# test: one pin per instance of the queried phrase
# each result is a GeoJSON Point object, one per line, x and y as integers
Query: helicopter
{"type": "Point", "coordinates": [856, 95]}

□ □ □

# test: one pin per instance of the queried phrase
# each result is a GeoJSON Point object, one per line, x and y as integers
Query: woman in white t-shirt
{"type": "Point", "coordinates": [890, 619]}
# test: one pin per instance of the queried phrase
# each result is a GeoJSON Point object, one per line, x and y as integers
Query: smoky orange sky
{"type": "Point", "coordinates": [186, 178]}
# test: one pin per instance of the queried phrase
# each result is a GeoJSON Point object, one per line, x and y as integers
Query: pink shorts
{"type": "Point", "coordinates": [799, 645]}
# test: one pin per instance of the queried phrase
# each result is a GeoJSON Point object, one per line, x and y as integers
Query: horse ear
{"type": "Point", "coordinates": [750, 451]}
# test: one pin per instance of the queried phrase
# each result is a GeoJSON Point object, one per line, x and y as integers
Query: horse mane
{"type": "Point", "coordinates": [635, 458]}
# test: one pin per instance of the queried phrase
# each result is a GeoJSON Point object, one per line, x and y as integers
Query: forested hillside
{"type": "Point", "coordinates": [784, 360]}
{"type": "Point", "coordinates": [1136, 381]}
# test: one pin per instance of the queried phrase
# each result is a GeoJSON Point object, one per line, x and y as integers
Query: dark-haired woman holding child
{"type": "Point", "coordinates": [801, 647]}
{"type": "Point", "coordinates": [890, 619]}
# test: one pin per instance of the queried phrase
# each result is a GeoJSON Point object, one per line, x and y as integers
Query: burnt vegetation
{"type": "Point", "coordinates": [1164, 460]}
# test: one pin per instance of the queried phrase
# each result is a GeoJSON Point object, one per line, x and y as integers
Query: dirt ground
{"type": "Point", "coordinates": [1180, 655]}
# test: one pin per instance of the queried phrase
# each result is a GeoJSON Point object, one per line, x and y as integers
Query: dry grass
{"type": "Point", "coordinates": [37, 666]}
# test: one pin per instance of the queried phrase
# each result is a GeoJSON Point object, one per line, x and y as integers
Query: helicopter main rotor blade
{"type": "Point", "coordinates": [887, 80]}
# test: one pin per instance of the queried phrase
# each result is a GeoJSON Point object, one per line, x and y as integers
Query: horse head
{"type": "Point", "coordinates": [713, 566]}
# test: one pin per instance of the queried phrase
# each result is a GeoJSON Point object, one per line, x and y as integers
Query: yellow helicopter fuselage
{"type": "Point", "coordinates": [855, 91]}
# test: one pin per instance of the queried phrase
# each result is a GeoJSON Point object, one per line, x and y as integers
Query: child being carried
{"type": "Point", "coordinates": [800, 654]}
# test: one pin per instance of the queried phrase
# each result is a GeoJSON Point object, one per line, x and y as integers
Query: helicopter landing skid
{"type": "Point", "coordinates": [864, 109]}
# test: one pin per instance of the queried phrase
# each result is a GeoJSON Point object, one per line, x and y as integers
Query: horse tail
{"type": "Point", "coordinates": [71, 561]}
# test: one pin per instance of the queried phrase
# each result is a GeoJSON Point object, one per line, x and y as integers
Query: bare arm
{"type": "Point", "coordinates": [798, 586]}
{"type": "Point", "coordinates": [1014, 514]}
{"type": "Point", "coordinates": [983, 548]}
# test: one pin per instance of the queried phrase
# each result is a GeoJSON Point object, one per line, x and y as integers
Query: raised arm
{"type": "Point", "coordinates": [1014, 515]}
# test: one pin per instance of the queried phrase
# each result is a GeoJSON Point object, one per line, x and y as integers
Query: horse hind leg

□ □ □

> Exercise prompt:
Which lines above contain the string "horse", with case counting? Report each of those lines in full.

> Expected answer:
Query: horse ear
Query: horse mane
Query: horse head
Query: horse tail
Query: horse hind leg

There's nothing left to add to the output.